RECORD EXTRACTS

---+---

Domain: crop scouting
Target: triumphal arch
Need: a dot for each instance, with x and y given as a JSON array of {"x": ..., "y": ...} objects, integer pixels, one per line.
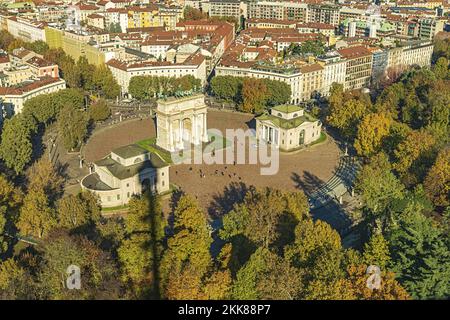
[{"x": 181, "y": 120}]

---+---

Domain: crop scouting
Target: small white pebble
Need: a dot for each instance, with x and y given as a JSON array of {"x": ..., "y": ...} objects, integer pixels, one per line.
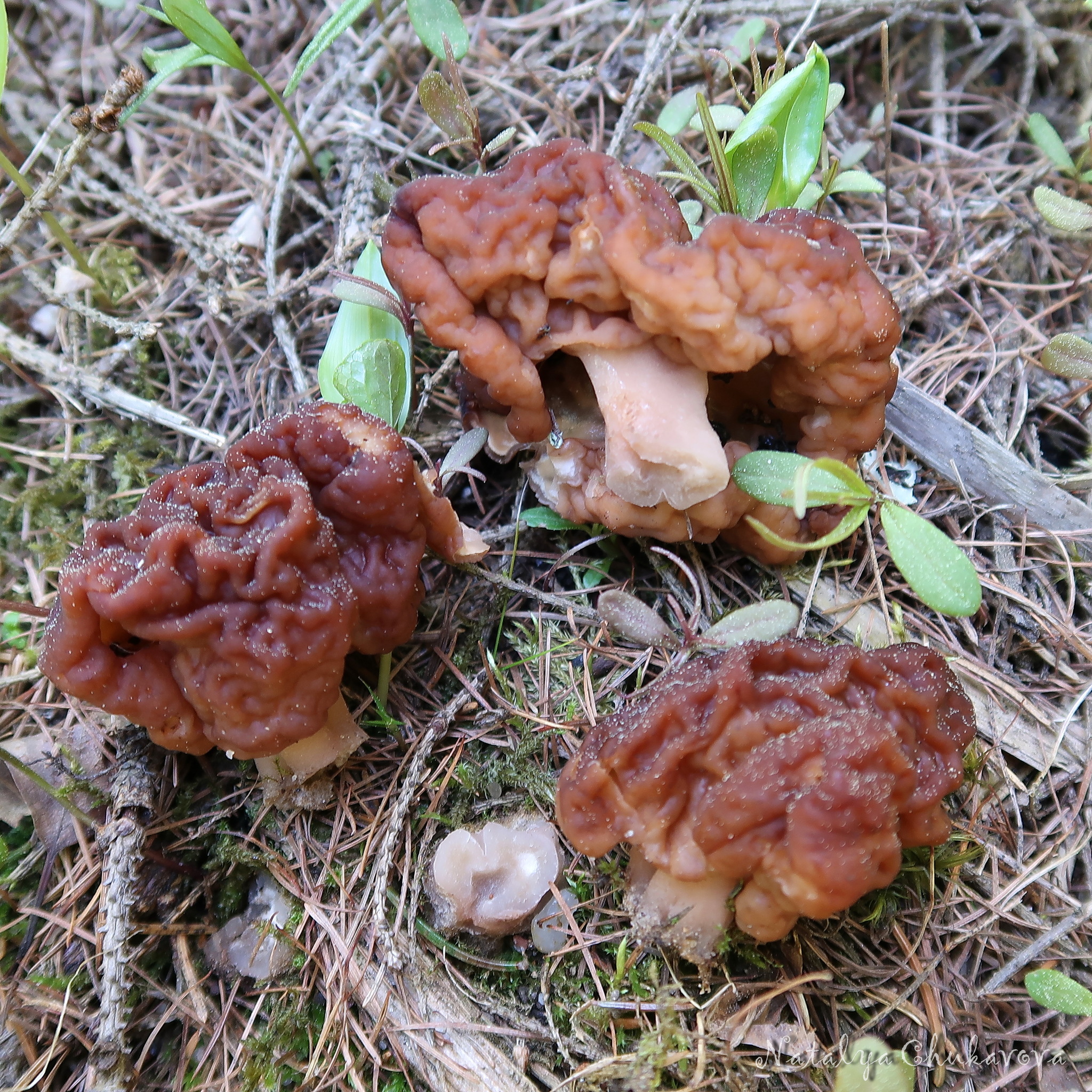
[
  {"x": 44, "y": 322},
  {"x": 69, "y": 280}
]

---+---

TRY IT
Only lines containing the word "Target" should appear in the answer, and every such line from the records above must be there.

FINAL ANSWER
Target: triumphal arch
Target: small white pebble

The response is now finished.